=== EXCERPTED PASSAGE ===
Dispatches from the Competition Front
In July and August, after not competing for almost two years, I decided to jump into my first series of competitions at my new rank. It was an intimidating, exhausting, but ultimately productive endeavor that has brought new focus (and angst) to my jiu jitsu practice.
Even though I’ve competed before, this new batch of competitions was definitely a different experience. Overall, it was positive and I have no regrets despite losing the majority of my matches. For one, my coach showed up to coach me, even driving several hours to Philly to do so. I felt incredibly grateful and supported by my teammates who came to support me for the tournament in Virginia, even if they weren’t competing themselves. Finally, I competed solo for the first time at an IBJJF tournament in Austin, without any coaches or teammates on competition day. My coach called in the night before to make sure that I was mentally prepared.
In past competitions, I would feel a need to compete again after a loss. It was not because I was motivated to compete again — rather, it was that I couldn’t accept the reality that I had primarily lost due to a gap in technique. This time, after doing three competitions in close succession, I was able to accept the reality that my technique needed a lot of work, and that I had not lost because I was too nervous, in the wrong weight class, or had no coach. I recognized that instead of competing again, the best chance for improvement would be to take those lessons and seriously work at my weaknesses in training.
As a result of this realization, I’ve been focusing on a sincere effort to improve. That process has been uncomfortable and exhausting, though now I’m starting to see some improvements, which is good.
Trying to improve is uncomfortable because I don’t like admitting that I don’t know everything. So much of my formative years was learning how to do things by myself, and admitting that I didn’t know wasn’t a viable option. Now that I have more resources as an adult, I’m still very much aware of when I try to protect myself by trying to give the impression that I know all the answers. In that sense, working on my weaknesses, with the help of my training partners, is an act of vulnerability.
===
TASK A: Render the listing as a Markdown table with columns "Row" and "Line," from the line containing "on the picnic" through the last line of the listing, skipping blank lines.
The jiu jitsu essay has no connection to the listing that follows it.
=== DATASET RECORDS ===
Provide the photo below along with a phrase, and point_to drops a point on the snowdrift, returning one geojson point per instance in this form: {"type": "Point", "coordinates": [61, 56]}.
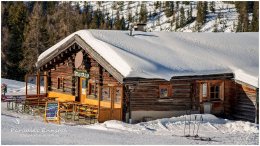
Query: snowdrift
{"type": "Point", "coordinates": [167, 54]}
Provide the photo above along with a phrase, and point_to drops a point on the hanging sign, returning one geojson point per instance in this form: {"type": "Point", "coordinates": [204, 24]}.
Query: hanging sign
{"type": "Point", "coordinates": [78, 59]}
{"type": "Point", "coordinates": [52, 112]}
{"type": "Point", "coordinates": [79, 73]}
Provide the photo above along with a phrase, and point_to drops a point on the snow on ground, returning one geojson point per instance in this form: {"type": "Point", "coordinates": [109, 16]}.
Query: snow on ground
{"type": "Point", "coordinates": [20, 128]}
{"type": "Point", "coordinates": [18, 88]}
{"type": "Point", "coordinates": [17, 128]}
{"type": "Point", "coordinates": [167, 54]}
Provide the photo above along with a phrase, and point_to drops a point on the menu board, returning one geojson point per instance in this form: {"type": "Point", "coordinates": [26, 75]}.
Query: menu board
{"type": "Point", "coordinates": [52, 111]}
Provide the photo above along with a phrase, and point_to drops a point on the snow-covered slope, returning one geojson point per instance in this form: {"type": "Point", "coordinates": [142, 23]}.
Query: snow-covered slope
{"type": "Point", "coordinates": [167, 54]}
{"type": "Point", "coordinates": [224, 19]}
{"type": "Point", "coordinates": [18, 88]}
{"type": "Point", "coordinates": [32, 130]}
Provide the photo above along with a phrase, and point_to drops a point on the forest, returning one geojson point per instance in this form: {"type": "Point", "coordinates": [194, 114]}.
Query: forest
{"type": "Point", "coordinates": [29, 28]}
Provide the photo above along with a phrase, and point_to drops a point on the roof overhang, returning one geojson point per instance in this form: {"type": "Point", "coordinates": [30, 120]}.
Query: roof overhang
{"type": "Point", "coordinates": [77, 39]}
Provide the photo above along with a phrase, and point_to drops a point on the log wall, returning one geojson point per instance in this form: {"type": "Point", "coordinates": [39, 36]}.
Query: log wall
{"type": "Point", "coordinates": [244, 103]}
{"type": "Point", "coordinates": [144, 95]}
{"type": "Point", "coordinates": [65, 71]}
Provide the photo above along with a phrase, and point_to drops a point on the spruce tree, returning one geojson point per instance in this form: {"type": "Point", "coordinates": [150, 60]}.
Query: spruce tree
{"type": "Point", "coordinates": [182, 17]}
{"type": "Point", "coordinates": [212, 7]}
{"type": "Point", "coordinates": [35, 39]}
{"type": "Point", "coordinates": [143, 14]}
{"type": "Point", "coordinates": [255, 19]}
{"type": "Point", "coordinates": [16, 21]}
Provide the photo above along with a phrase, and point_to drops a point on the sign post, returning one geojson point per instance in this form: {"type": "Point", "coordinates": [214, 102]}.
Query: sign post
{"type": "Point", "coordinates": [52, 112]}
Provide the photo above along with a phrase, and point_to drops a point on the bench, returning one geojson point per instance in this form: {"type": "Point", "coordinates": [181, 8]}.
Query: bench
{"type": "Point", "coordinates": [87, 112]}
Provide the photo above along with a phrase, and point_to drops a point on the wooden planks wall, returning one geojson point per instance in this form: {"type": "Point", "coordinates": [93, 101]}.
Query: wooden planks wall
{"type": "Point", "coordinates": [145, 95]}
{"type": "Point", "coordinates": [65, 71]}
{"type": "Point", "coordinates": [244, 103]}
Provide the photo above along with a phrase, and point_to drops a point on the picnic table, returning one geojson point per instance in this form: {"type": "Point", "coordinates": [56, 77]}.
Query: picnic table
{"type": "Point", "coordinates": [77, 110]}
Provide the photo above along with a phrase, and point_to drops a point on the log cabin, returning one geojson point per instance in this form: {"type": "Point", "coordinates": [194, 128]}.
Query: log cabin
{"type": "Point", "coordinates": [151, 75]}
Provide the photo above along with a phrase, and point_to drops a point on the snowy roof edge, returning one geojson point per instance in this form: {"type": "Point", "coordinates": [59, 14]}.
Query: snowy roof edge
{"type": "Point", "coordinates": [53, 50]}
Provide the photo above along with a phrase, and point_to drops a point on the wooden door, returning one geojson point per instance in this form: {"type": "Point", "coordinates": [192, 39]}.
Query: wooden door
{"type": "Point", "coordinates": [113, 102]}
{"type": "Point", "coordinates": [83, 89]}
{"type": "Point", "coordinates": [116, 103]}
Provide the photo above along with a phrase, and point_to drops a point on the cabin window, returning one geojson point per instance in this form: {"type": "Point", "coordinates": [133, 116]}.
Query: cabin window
===
TASK B: Write the next part of the jiu jitsu competition essay, starting after its final sentence.

RESPONSE A:
| Row | Line |
|---|---|
| 1 | Provide the photo above along with a phrase, and point_to drops a point on the picnic table, returning one geojson point per instance in this form: {"type": "Point", "coordinates": [56, 77]}. |
| 2 | Query: picnic table |
| 3 | {"type": "Point", "coordinates": [77, 110]} |
| 4 | Provide the photo above along with a phrase, and point_to drops a point on the log cabin, returning one geojson point per instance in this form: {"type": "Point", "coordinates": [194, 128]}. |
| 5 | Query: log cabin |
| 6 | {"type": "Point", "coordinates": [151, 75]} |
| 7 | Provide the photo above along with a phrase, and point_to drops a point on the snowy roof edge, returning one geojson point per instance in this form: {"type": "Point", "coordinates": [59, 14]}. |
| 8 | Query: snowy roof edge |
| 9 | {"type": "Point", "coordinates": [53, 50]} |
| 10 | Provide the photo above along with a phrase, and point_to drops a point on the wooden door, returning one geojson point per instance in this form: {"type": "Point", "coordinates": [192, 39]}. |
| 11 | Query: wooden door |
| 12 | {"type": "Point", "coordinates": [113, 102]} |
| 13 | {"type": "Point", "coordinates": [83, 89]} |
| 14 | {"type": "Point", "coordinates": [116, 103]} |
| 15 | Provide the photo above along with a phrase, and point_to drops a point on the cabin window, returning one geojson point per instance in this form: {"type": "Point", "coordinates": [133, 116]}. |
| 16 | Query: cabin window |

RESPONSE B:
Trying to improve is exhausting because as much as I try to shortcut and optimize the learning process, I’ve realized that at my current level, it takes a fair bit of note-taking, drilling, and specific sparring to actually ingrain new patterns into my psyche. It takes time. I try to watch instructionals now on the same day as training because it shortens the amount of time I have to daydream that I can actually get the technique right on the first few attempts. There are times that I want to pretend that I’m naturally gifted, or that I can learn things faster because I have a certain foundation, but struggle seems to be the norm of my learning.
As I accept these things about myself, that I was bested in competition through shortcomings of my own, I’m also trying to be compassionate to myself. One trap that I fell into in past times was destroying my confidence in the process of analyzing my faults. However, I see now that critique does not have to be equated with personal failure, even if I felt like that in the past when I had very little confidence to begin with. Berating myself, it turns out, doesn’t really increase my potential of improving my technique. If anything, this “meanie approach” decreases the possibility because I end up with little to no motivation.
As an alternative, I’ve been trying to transform my experience into more of a game, where challenges are seen as welcome opportunities. Every time I encounter a difficult situation in practice (or life) I reward myself Adversity Points for getting through. Then, when I’ve decided that I’ve racked up enough APs, I can give myself a reward.
For instance, looking back at last week’s practice, I would give myself:
🔼 50 points for not losing my cool when I got a bike tire flat and still making alternative arrangements to get to class
🔼 20 points for delaying instant gratification and actually watching instructional footage before open mat instead of playing Zelda
🔼 40 points for trying something new against a new training partner
🔼 100 points for working on how to increase my tempo and energy expenditure when sparring, including asking people for advice and doing soul-searching
I think the biggest change I’ve seen between the old days and now is that I’m using post-comp data as a chance to work on myself, both technically and personally. To accept some hard truths and work to change them, if I wanted to. To show commitment across not just a few days, but consistently over several weeks to make real progress.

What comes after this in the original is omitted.